▸ **Description of the task**
Find how many lines in the data below mention "green". Give the number only.

[Referring expression grounding data]
┏━━
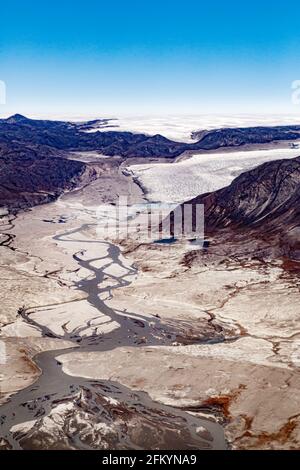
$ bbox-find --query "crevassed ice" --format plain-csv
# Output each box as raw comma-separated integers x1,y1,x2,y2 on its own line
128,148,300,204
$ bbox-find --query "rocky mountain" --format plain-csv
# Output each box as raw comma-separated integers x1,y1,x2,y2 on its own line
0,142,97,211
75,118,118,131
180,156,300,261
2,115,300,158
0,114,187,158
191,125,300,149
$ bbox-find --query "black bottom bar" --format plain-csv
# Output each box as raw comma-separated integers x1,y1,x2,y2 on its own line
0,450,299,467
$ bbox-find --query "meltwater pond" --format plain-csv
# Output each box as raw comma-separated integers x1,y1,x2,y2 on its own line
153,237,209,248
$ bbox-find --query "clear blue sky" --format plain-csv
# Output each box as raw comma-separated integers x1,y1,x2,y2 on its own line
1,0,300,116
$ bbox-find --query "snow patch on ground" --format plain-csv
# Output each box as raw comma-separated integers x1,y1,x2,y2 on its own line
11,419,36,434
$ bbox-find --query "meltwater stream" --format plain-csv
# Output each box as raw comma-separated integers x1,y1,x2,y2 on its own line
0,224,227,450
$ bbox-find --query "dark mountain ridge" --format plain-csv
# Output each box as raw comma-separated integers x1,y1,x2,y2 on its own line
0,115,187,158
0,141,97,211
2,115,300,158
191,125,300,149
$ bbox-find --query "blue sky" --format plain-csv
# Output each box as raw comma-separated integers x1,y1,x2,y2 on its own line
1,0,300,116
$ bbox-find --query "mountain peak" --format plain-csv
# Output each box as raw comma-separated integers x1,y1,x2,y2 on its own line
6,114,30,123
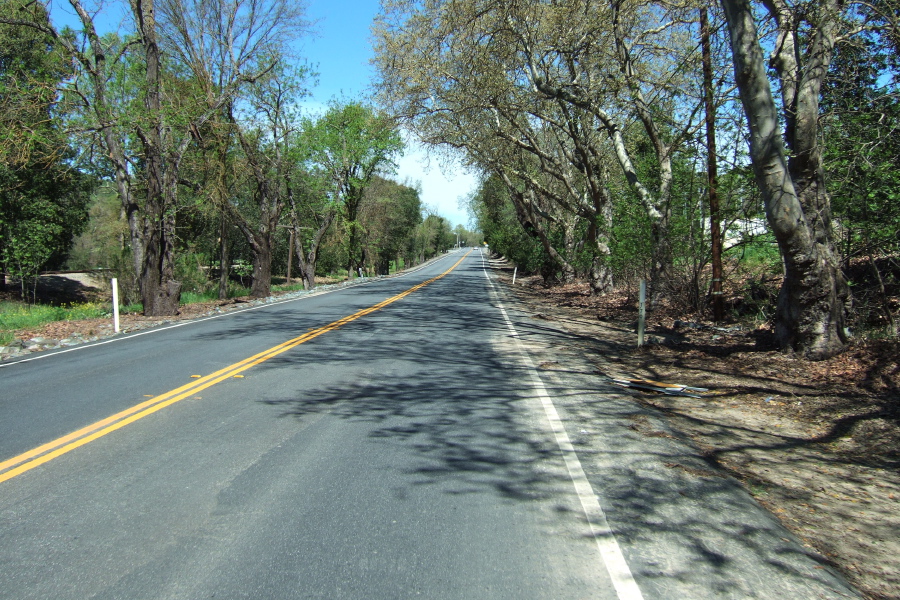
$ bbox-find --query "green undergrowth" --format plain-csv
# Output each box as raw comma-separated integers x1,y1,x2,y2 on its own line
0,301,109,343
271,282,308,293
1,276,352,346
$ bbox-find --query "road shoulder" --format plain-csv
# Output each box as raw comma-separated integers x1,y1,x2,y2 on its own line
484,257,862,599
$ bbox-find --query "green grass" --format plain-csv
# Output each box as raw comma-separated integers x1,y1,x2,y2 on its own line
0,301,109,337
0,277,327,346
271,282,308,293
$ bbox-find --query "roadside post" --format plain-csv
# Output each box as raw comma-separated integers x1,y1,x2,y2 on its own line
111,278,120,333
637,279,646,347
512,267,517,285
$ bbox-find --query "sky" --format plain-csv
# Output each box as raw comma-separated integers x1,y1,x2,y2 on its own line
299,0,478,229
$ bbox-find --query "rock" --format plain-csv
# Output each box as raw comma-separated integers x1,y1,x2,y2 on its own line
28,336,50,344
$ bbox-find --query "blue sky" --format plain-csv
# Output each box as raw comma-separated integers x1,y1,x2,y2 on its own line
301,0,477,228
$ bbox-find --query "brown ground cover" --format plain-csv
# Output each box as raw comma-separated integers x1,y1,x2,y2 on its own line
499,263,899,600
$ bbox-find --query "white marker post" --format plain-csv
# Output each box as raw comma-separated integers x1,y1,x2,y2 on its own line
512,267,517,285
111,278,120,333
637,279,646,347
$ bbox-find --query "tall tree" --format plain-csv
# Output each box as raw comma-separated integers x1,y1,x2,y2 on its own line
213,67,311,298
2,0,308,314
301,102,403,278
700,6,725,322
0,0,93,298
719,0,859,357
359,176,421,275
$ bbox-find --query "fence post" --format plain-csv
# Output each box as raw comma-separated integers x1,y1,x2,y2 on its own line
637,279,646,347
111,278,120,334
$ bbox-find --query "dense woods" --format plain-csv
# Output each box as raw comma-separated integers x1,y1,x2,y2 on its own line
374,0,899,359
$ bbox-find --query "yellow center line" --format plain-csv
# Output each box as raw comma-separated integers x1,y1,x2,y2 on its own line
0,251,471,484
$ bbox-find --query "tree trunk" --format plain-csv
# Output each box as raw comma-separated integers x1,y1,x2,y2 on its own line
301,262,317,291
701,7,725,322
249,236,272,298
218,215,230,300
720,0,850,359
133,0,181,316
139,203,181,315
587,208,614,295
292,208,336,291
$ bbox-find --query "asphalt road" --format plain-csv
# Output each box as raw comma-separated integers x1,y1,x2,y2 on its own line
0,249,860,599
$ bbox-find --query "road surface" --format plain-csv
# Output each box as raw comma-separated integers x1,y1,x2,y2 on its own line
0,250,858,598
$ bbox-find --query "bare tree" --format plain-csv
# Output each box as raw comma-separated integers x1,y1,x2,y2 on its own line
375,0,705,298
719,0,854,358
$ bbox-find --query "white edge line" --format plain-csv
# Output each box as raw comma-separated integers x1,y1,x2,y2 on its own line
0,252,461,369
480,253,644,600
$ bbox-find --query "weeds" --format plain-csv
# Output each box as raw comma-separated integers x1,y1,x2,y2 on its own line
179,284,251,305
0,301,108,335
┗━━
▸ **Expected answer**
2